*** Data to use ***
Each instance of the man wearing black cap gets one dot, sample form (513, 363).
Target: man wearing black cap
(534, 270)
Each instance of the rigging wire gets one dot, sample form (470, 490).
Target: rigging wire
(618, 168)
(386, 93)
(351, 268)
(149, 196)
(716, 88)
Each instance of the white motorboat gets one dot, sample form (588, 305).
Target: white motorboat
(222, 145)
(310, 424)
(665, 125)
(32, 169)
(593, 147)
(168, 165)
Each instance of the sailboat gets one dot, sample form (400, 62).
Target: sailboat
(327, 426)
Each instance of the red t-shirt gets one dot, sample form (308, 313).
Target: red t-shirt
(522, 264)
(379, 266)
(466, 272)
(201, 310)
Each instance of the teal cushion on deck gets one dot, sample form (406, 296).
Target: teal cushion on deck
*** End of Data to use ***
__Brief__
Would you please transcribe all of the entries above exactly?

__Answer to this problem__
Each instance of the man wearing black cap gets one dot, sample form (513, 363).
Target: man wearing black cap
(534, 270)
Each instance of the rigging wire gets one dot, sample form (470, 490).
Target: rigging wire
(618, 168)
(386, 93)
(351, 268)
(149, 196)
(716, 88)
Each instance of the white motorboat gets one dot, sample form (588, 305).
Target: white motorboat
(222, 145)
(310, 424)
(665, 125)
(32, 169)
(593, 147)
(168, 165)
Each instance of the sailboat gets one dot, sample form (400, 62).
Target: sailboat
(327, 426)
Each instance of the red t-shirt gets one dot, sample form (308, 313).
Target: red t-shirt
(522, 264)
(379, 266)
(466, 272)
(201, 310)
Each instance of the teal cushion on deck gets one dot, sample form (406, 296).
Target: teal cushion on deck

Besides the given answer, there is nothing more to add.